* begin Dataset entries *

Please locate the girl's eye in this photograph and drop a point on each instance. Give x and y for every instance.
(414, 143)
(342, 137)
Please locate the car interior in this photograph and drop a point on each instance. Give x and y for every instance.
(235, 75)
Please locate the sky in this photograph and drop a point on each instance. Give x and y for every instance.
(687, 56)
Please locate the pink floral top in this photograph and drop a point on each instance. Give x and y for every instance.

* end Dataset entries *

- Stated goal: Reproduce every line of the items above, requests included, and scale each x and y coordinate in the answers by 1.3, rounding to whole numbers with halves rounded up.

- The response:
Please locate the girl's eye in this photograph and drop a point on each instance. Give x and y for every instance.
(538, 186)
(445, 178)
Please locate the car interior in this photograph and drop a point on each instance. Give x and y for every instance.
(306, 98)
Please locate the sky in this photograph and drop a point on each instance. Give x and y for every instance.
(893, 73)
Please locate the pink floral top in this photograph and drop a point on each instance. Give x and y for every instance.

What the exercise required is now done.